Work request:
Your job is to set down the stretch of entries that opens with the line containing "Query: <item>upper teeth</item>" and closes with the line containing "Trace every instance of the <item>upper". Keep both end lines, copy each exactly, and add nothing.

Entries provided:
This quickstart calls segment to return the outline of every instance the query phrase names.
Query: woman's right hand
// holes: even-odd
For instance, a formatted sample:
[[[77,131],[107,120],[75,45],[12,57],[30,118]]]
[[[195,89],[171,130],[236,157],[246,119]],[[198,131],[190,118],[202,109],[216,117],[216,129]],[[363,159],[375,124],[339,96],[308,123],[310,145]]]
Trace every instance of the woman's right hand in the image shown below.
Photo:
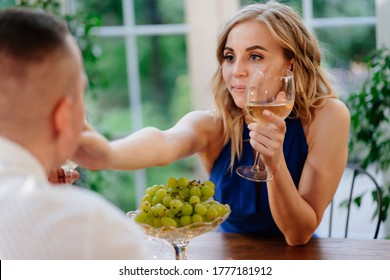
[[[283,143],[286,123],[284,119],[268,110],[264,111],[263,114],[268,120],[266,124],[253,122],[248,125],[250,143],[253,149],[260,153],[266,168],[273,173],[273,170],[285,161]]]

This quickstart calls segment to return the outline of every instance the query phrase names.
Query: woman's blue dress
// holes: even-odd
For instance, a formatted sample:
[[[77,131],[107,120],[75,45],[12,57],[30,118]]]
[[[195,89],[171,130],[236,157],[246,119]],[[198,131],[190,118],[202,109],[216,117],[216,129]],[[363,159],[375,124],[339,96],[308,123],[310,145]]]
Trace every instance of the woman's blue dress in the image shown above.
[[[308,146],[300,119],[287,118],[285,121],[287,131],[283,151],[291,177],[298,186]],[[210,174],[210,180],[216,186],[214,199],[229,204],[232,210],[220,230],[233,233],[282,235],[271,215],[267,184],[241,178],[235,171],[238,166],[252,165],[254,161],[247,125],[244,124],[243,129],[243,155],[241,160],[236,158],[233,171],[229,169],[230,146],[229,141],[223,147]]]

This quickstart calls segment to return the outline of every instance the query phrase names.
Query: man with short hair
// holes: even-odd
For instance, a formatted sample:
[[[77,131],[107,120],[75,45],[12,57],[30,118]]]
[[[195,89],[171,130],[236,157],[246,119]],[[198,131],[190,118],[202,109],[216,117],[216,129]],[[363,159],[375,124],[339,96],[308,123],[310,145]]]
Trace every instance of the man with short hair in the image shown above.
[[[0,11],[0,259],[145,259],[143,239],[98,194],[54,188],[83,129],[86,77],[66,24]]]

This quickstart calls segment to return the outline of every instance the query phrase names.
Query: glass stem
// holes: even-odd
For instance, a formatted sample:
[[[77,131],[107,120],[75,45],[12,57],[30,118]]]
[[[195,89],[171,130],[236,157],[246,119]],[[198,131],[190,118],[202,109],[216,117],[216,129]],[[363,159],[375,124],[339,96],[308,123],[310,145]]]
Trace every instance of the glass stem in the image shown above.
[[[253,172],[260,172],[265,170],[264,163],[261,161],[260,153],[256,151],[255,153],[255,161],[252,166]]]
[[[187,259],[188,242],[175,243],[175,244],[173,244],[173,247],[175,248],[176,260],[186,260]]]
[[[71,186],[73,184],[73,178],[72,178],[73,170],[69,170],[69,169],[64,170],[64,175],[65,175],[65,183],[68,186]]]

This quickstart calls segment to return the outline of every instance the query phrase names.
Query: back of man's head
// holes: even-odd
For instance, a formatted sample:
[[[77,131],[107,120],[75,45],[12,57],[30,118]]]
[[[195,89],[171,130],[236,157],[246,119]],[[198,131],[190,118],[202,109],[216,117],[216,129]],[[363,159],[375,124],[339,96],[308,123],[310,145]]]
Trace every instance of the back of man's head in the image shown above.
[[[26,135],[50,114],[68,34],[64,21],[45,12],[0,11],[0,135],[17,138],[21,127]]]
[[[0,55],[21,63],[42,61],[64,45],[66,24],[29,9],[0,11]]]
[[[75,149],[85,76],[62,19],[28,9],[0,11],[0,136],[49,170]]]

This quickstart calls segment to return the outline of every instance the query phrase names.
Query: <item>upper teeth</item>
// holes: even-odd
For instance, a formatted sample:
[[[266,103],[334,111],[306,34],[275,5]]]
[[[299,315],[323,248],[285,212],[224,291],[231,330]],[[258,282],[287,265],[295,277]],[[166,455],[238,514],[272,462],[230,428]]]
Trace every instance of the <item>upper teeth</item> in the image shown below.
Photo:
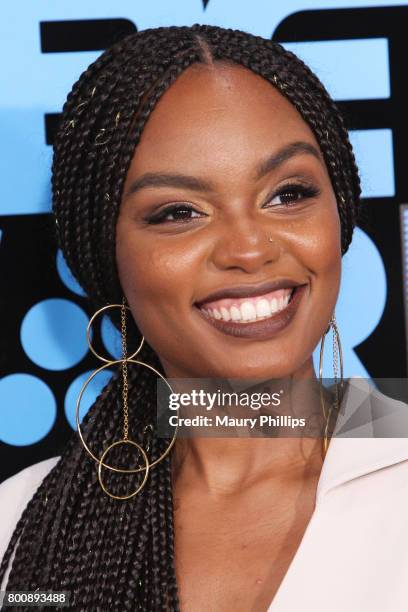
[[[207,306],[202,310],[214,319],[222,319],[224,321],[257,321],[270,317],[276,312],[283,310],[288,305],[292,290],[285,290],[285,295],[280,297],[268,298],[259,296],[249,300],[236,300],[232,306]],[[282,293],[282,292],[280,292]]]

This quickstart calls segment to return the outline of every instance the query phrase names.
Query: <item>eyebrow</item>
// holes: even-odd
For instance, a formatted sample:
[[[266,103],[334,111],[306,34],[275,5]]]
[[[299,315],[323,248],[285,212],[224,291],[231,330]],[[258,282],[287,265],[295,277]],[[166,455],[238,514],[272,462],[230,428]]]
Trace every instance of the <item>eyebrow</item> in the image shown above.
[[[256,180],[261,179],[272,170],[276,170],[295,155],[303,154],[313,155],[322,162],[321,154],[315,146],[303,141],[292,142],[257,165],[255,169]],[[215,186],[210,181],[195,176],[173,172],[146,172],[130,184],[125,197],[127,198],[147,187],[178,187],[203,193],[215,191]]]
[[[276,170],[279,168],[279,166],[295,155],[303,154],[313,155],[313,157],[316,157],[320,162],[322,162],[321,154],[315,146],[309,142],[292,142],[291,144],[282,147],[277,153],[273,153],[258,164],[255,170],[257,180],[261,179],[272,170]]]

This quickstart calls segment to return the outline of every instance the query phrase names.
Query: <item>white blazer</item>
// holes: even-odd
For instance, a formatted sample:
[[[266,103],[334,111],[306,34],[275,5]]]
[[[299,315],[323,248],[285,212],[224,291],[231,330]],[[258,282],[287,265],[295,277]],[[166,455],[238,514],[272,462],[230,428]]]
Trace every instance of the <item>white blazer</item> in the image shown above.
[[[267,612],[408,611],[408,405],[366,391],[346,386],[313,515]],[[57,460],[0,485],[0,558]]]

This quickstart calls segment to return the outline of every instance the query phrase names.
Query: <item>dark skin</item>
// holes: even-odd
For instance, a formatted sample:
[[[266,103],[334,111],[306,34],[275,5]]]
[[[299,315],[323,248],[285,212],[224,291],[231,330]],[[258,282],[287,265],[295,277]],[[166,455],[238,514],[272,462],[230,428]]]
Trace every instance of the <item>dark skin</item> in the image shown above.
[[[298,142],[317,154],[298,151],[257,176],[266,158]],[[146,173],[208,184],[145,181],[129,193]],[[293,183],[317,193],[291,188],[288,206],[281,194]],[[193,212],[149,222],[169,203]],[[134,153],[116,244],[124,294],[167,377],[316,379],[312,352],[340,285],[340,220],[311,129],[264,79],[194,65],[167,90]],[[224,334],[194,307],[220,288],[287,276],[307,291],[273,338]],[[265,611],[313,513],[321,440],[193,437],[176,442],[172,468],[181,610]]]

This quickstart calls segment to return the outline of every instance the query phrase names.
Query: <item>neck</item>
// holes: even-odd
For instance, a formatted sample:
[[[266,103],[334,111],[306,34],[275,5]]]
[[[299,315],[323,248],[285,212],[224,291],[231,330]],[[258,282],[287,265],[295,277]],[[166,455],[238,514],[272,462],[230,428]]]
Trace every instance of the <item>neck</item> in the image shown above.
[[[320,419],[320,386],[312,360],[286,380],[290,383],[290,401],[279,407],[279,414]],[[331,397],[327,391],[324,396],[328,406]],[[248,430],[240,430],[240,437],[231,437],[231,432],[222,438],[211,434],[179,437],[172,456],[173,478],[214,494],[238,492],[263,478],[285,485],[304,482],[316,478],[322,467],[321,423],[316,432],[309,437],[300,430],[289,435],[282,431],[278,437],[253,437]]]
[[[193,438],[176,441],[173,478],[235,493],[264,478],[296,483],[320,473],[319,438]]]

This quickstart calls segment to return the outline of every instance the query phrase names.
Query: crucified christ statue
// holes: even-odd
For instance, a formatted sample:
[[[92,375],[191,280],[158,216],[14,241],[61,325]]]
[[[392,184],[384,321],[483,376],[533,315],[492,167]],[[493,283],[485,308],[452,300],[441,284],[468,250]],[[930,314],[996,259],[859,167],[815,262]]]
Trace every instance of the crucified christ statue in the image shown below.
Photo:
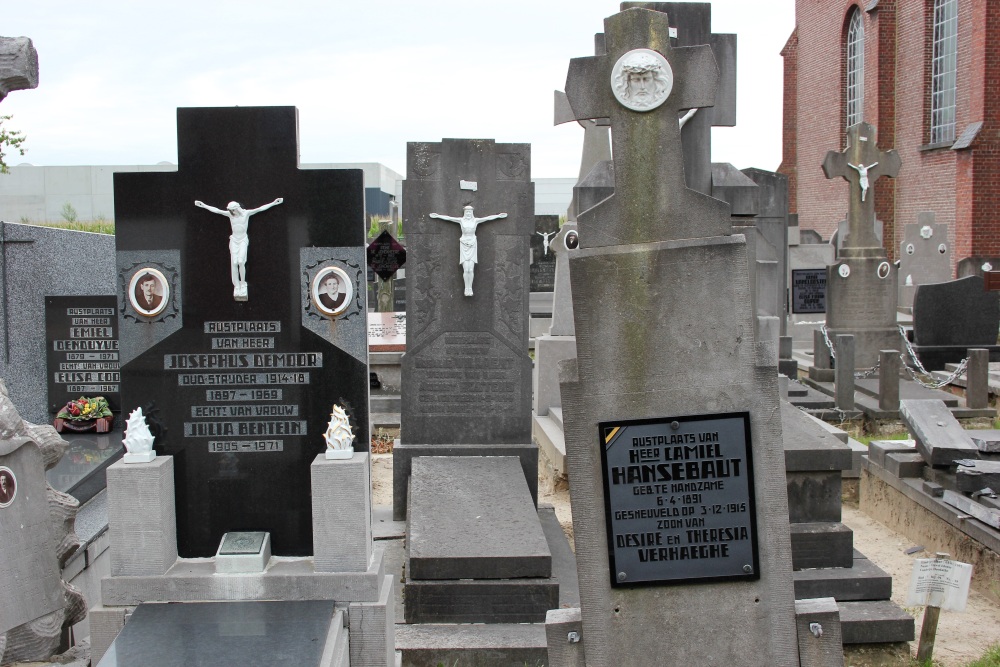
[[[485,218],[477,218],[472,214],[472,207],[465,207],[465,214],[461,218],[453,218],[449,215],[431,213],[430,217],[438,220],[457,222],[462,228],[462,236],[459,238],[458,263],[462,265],[462,278],[465,280],[465,296],[472,296],[472,270],[479,262],[479,246],[476,242],[476,228],[484,222],[506,218],[506,213],[488,215]]]
[[[233,228],[233,233],[229,236],[229,257],[233,274],[233,298],[237,301],[247,300],[247,247],[250,245],[250,237],[247,235],[247,229],[250,227],[250,216],[254,213],[266,211],[284,201],[284,199],[278,197],[270,204],[264,204],[249,211],[240,206],[239,202],[235,201],[229,202],[225,211],[200,201],[194,203],[195,206],[203,208],[206,211],[218,213],[229,218],[229,223]]]
[[[549,237],[551,237],[551,236],[553,236],[555,234],[558,234],[558,232],[549,232],[548,234],[546,234],[545,232],[535,232],[535,233],[542,237],[542,244],[543,244],[542,247],[545,248],[545,254],[548,255],[549,254]]]
[[[854,166],[850,162],[847,163],[848,167],[858,172],[858,177],[859,177],[858,183],[860,183],[861,185],[861,201],[864,201],[865,195],[868,194],[868,170],[871,169],[872,167],[875,167],[876,165],[878,165],[878,162],[872,162],[867,167],[864,165],[864,163],[859,164],[858,166]]]

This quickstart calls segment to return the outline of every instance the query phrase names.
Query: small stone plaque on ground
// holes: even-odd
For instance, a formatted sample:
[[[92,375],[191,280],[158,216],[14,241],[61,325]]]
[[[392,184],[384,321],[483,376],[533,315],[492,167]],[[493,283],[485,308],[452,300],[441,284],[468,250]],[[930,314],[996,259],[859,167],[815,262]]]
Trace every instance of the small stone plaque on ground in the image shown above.
[[[826,312],[826,269],[792,269],[792,313]]]
[[[368,244],[368,266],[382,280],[389,280],[406,264],[406,248],[389,232],[382,232]]]
[[[760,577],[748,413],[599,433],[613,587]]]
[[[222,547],[219,554],[222,556],[238,556],[242,554],[260,553],[260,548],[264,546],[264,536],[267,533],[226,533],[222,538]]]

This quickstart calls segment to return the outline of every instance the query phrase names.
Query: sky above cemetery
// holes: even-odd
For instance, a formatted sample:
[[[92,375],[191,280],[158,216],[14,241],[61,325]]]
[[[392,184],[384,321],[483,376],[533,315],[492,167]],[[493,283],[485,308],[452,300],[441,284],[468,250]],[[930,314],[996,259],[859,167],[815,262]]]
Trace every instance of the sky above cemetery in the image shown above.
[[[781,48],[794,0],[715,0],[738,35],[737,126],[712,159],[781,161]],[[0,103],[27,135],[9,164],[177,161],[176,108],[292,105],[303,163],[381,162],[405,174],[407,141],[532,145],[532,176],[576,177],[583,131],[553,126],[569,59],[618,9],[608,0],[36,0],[6,3],[0,34],[30,37],[35,90]]]

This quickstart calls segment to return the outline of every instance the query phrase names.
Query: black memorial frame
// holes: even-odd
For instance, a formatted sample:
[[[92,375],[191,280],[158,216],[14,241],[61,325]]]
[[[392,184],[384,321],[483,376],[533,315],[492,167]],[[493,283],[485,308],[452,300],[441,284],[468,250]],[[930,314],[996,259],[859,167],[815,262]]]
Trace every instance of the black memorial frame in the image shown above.
[[[615,555],[615,523],[613,519],[614,508],[611,506],[611,489],[609,485],[609,469],[608,469],[608,457],[607,448],[604,446],[605,443],[605,433],[607,429],[614,429],[615,427],[629,427],[629,426],[643,426],[650,424],[665,424],[670,425],[672,422],[677,422],[678,424],[685,424],[690,422],[707,422],[707,421],[718,421],[722,419],[741,419],[743,422],[743,433],[744,433],[744,448],[742,453],[744,454],[744,461],[746,465],[746,480],[747,480],[747,514],[750,523],[750,547],[752,551],[752,570],[745,574],[734,574],[734,575],[719,575],[711,577],[677,577],[677,578],[667,578],[659,580],[640,580],[640,581],[620,581],[618,579],[618,562]],[[757,541],[757,502],[756,502],[756,490],[754,485],[754,468],[753,468],[753,443],[750,432],[750,413],[749,412],[726,412],[726,413],[716,413],[707,415],[686,415],[678,417],[654,417],[648,419],[623,419],[614,421],[603,421],[599,422],[597,425],[598,434],[598,447],[601,452],[601,470],[602,470],[602,483],[604,486],[604,512],[605,512],[605,534],[608,538],[608,564],[609,572],[608,577],[611,582],[612,588],[639,588],[644,586],[677,586],[677,585],[687,585],[687,584],[699,584],[699,583],[716,583],[721,581],[756,581],[760,579],[760,551],[758,549]]]

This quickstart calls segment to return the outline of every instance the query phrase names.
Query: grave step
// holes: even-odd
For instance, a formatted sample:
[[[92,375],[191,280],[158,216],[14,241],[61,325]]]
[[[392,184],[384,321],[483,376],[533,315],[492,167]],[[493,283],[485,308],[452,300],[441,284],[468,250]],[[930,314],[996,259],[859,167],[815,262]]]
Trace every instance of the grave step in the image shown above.
[[[369,395],[369,405],[371,412],[399,412],[402,399],[399,394],[380,394],[372,392]]]
[[[542,623],[559,607],[559,581],[406,578],[407,623]]]
[[[844,644],[909,642],[915,637],[913,617],[890,600],[838,602]]]
[[[566,430],[566,427],[563,426],[562,408],[549,408],[549,417],[556,423],[560,431]]]
[[[855,558],[853,567],[798,570],[792,579],[796,600],[888,600],[892,595],[892,577],[867,558]]]
[[[396,625],[401,667],[548,664],[544,623]]]
[[[854,563],[854,531],[844,524],[793,523],[789,527],[793,570],[851,567]]]

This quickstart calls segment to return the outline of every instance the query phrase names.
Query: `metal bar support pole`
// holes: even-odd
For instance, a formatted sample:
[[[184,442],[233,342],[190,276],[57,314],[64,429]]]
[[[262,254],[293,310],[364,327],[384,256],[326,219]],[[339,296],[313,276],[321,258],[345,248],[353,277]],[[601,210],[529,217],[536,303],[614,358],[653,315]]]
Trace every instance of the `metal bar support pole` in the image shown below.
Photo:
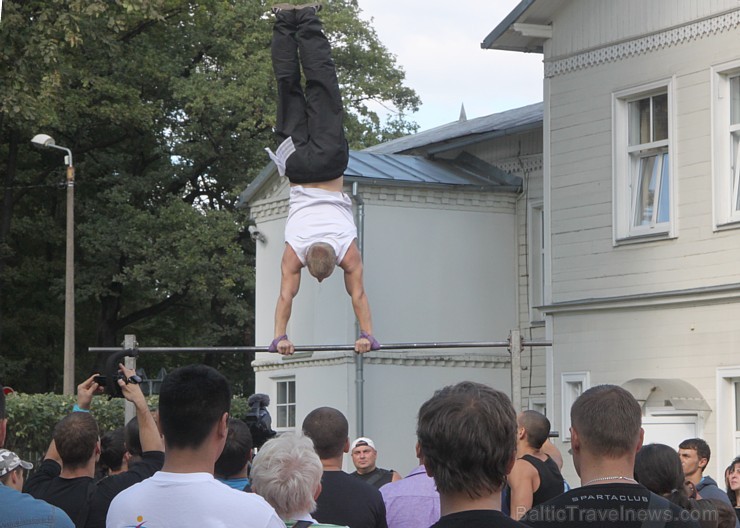
[[[511,346],[511,403],[517,414],[522,409],[522,334],[516,328],[509,336]]]
[[[358,192],[357,182],[352,183],[352,197],[357,204],[357,249],[360,258],[365,257],[365,202]],[[360,335],[360,322],[355,321],[355,335]],[[365,357],[362,354],[355,356],[355,427],[357,437],[365,436]]]
[[[126,334],[123,337],[123,348],[124,350],[134,350],[136,348],[136,336],[133,334]],[[132,370],[136,370],[136,358],[131,356],[126,356],[123,359],[123,364],[126,368],[130,368]],[[136,407],[134,407],[134,404],[131,403],[128,400],[125,400],[125,403],[123,404],[123,424],[126,425],[131,421],[132,418],[136,416]]]
[[[524,341],[521,346],[548,347],[549,341]],[[424,350],[437,348],[509,348],[509,341],[451,341],[429,343],[385,343],[380,345],[379,351],[386,350]],[[353,351],[355,345],[298,345],[296,352],[341,352]],[[89,352],[117,352],[120,348],[90,347]],[[142,353],[172,353],[172,352],[207,352],[211,354],[236,354],[243,352],[269,352],[267,346],[234,346],[234,347],[139,347]],[[378,351],[375,351],[378,352]]]

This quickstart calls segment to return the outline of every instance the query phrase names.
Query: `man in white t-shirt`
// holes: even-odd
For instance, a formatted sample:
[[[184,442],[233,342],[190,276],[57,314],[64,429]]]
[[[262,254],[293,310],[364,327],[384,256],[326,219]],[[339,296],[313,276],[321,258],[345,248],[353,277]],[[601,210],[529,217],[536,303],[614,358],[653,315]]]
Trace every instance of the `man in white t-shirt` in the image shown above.
[[[262,497],[213,477],[226,442],[230,405],[229,385],[215,369],[189,365],[168,374],[159,396],[164,467],[113,499],[106,526],[284,527]]]
[[[343,192],[349,149],[331,47],[317,16],[320,9],[320,4],[273,7],[272,65],[278,85],[275,131],[283,141],[276,153],[267,150],[291,187],[275,339],[270,351],[288,355],[294,347],[286,329],[304,266],[319,282],[331,275],[335,266],[342,268],[360,324],[355,350],[364,353],[380,348],[372,336],[352,202]]]

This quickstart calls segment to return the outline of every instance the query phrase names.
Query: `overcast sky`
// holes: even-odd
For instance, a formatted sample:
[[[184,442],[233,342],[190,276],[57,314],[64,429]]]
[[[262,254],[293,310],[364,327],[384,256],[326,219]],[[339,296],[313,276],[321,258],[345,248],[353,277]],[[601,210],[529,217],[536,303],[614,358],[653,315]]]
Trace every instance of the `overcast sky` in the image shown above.
[[[480,43],[519,0],[358,0],[422,100],[420,130],[542,101],[542,55]]]

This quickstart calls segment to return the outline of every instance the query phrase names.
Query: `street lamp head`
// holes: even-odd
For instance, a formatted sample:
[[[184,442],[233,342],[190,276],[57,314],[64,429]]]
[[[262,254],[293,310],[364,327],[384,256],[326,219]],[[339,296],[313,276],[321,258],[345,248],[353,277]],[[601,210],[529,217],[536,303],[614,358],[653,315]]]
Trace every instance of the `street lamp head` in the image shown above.
[[[71,169],[72,151],[69,150],[67,147],[60,147],[59,145],[57,145],[53,137],[48,136],[46,134],[36,134],[35,136],[33,136],[33,138],[31,138],[31,143],[33,143],[34,145],[38,145],[40,147],[44,147],[44,148],[63,150],[64,152],[67,153],[67,155],[64,158],[64,163],[66,163],[67,166],[69,166]],[[67,179],[69,179],[69,176]]]
[[[33,136],[33,139],[31,139],[31,143],[35,145],[40,145],[42,147],[53,147],[56,145],[54,142],[54,138],[51,136],[47,136],[46,134],[36,134]]]

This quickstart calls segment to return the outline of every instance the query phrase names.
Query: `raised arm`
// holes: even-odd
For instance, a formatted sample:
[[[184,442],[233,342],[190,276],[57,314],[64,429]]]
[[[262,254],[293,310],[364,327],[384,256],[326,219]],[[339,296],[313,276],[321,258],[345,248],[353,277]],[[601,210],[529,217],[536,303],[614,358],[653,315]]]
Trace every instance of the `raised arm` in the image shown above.
[[[357,321],[360,323],[360,330],[368,336],[372,336],[373,318],[370,314],[370,302],[367,295],[365,295],[362,278],[362,257],[356,242],[353,242],[347,250],[340,267],[344,270],[344,286],[352,298],[352,308],[355,311]],[[371,340],[366,337],[360,337],[355,341],[355,351],[359,353],[368,352],[371,346]]]
[[[555,464],[557,464],[558,469],[563,469],[563,455],[560,453],[560,449],[549,438],[542,444],[540,451],[552,458]]]
[[[283,260],[280,264],[280,295],[275,307],[275,339],[286,335],[288,321],[293,310],[293,298],[298,294],[301,286],[301,264],[298,255],[295,254],[290,244],[285,244]],[[294,352],[293,343],[288,339],[281,339],[277,343],[277,351],[283,355]]]
[[[136,371],[127,369],[121,363],[118,364],[118,368],[126,375],[126,378],[130,378],[136,374]],[[123,397],[136,407],[136,420],[139,422],[141,451],[143,453],[147,451],[164,451],[164,441],[159,434],[154,416],[149,411],[149,406],[146,403],[146,398],[144,398],[144,393],[141,392],[141,387],[137,383],[126,383],[123,380],[118,380],[118,386],[121,387]]]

Expected output:
Query: <item>upper teeth</item>
// holes: even-odd
For instance, a formatted sample:
[[[266,103],[334,111],[306,34],[275,5]]]
[[[299,315],[323,248],[285,212],[224,291],[231,330]],[[258,282],[287,265],[295,277]],[[166,455],[238,514],[272,462],[230,428]]]
Trace every instance of the <item>upper teeth</item> in the image shown below.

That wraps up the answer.